TASK STATEMENT
Give back an exact copy of the lines in the records below, from the line that has "Target: small acorn" through the line that has "Locate the forest", and nothing besides.

RECORDS
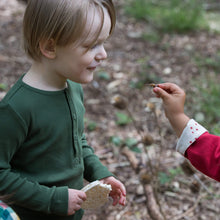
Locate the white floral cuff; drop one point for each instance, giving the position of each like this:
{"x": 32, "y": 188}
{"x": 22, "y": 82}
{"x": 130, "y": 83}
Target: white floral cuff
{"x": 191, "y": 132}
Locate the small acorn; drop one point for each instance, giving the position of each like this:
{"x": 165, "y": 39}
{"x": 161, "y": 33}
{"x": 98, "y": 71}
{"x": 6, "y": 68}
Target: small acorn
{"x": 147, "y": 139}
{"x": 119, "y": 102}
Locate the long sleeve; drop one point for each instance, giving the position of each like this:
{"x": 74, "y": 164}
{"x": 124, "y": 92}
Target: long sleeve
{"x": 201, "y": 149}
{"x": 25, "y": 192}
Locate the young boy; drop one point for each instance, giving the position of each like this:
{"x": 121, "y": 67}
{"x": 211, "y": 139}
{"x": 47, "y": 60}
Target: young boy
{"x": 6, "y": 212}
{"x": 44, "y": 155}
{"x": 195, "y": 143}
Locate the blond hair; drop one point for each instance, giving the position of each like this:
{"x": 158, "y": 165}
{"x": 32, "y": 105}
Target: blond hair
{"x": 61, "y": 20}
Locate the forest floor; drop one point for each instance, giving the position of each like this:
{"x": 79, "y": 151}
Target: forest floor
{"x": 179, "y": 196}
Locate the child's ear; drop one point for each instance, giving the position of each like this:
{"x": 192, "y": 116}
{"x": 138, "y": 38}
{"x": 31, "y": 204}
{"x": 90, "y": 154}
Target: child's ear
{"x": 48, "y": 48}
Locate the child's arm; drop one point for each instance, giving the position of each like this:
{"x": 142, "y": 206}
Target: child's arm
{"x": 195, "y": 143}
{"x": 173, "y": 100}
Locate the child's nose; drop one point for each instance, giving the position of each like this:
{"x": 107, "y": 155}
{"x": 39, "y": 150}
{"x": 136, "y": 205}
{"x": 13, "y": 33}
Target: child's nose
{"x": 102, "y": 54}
...
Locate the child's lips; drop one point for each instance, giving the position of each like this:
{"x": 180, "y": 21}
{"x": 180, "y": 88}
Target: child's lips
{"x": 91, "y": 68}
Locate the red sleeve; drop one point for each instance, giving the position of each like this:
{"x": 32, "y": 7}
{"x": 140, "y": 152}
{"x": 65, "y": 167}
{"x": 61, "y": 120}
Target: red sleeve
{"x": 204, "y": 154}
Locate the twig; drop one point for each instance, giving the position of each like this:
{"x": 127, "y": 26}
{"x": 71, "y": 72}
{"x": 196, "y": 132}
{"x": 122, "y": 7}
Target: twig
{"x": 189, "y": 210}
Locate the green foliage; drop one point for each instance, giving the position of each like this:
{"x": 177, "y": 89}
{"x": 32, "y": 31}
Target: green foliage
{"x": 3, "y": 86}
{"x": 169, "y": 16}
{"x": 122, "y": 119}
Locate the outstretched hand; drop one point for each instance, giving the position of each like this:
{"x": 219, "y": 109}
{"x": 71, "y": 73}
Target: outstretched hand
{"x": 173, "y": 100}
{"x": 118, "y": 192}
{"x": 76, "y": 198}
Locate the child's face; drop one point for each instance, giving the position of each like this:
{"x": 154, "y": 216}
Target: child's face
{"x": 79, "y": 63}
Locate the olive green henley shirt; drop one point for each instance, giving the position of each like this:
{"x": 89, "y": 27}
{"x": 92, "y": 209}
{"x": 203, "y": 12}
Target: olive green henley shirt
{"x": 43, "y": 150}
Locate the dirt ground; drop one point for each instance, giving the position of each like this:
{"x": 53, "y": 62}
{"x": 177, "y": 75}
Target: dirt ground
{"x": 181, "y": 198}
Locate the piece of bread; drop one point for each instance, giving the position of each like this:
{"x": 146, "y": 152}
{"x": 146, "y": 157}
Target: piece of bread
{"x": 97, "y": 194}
---
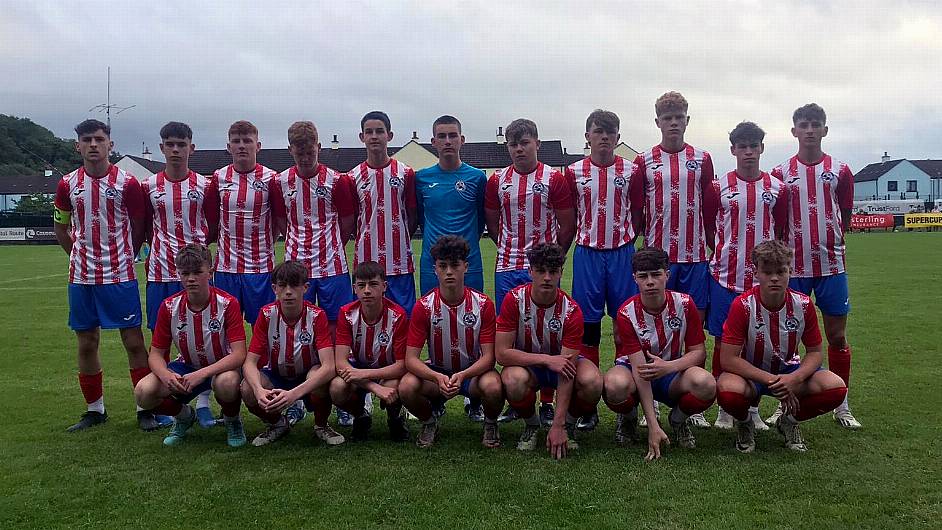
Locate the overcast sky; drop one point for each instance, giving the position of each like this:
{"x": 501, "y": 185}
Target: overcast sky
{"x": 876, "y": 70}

REPLY TO THE TASK
Target: small acorn
{"x": 147, "y": 139}
{"x": 119, "y": 102}
Locate the long sleeve; drop one point for each instance, giving the position of each like this:
{"x": 74, "y": 164}
{"x": 124, "y": 92}
Target: long sleeve
{"x": 201, "y": 149}
{"x": 25, "y": 192}
Locate the young boy; drop one point for each instance, giving the position of each like this:
{"x": 121, "y": 67}
{"x": 211, "y": 139}
{"x": 47, "y": 60}
Target: young boy
{"x": 6, "y": 212}
{"x": 44, "y": 155}
{"x": 195, "y": 143}
Locate the blond hair; drop one point for each instance, giving the position of each like this:
{"x": 158, "y": 165}
{"x": 32, "y": 105}
Target: blond hair
{"x": 61, "y": 20}
Locate the forest floor; drop one point for each instance, giving the position of each like this:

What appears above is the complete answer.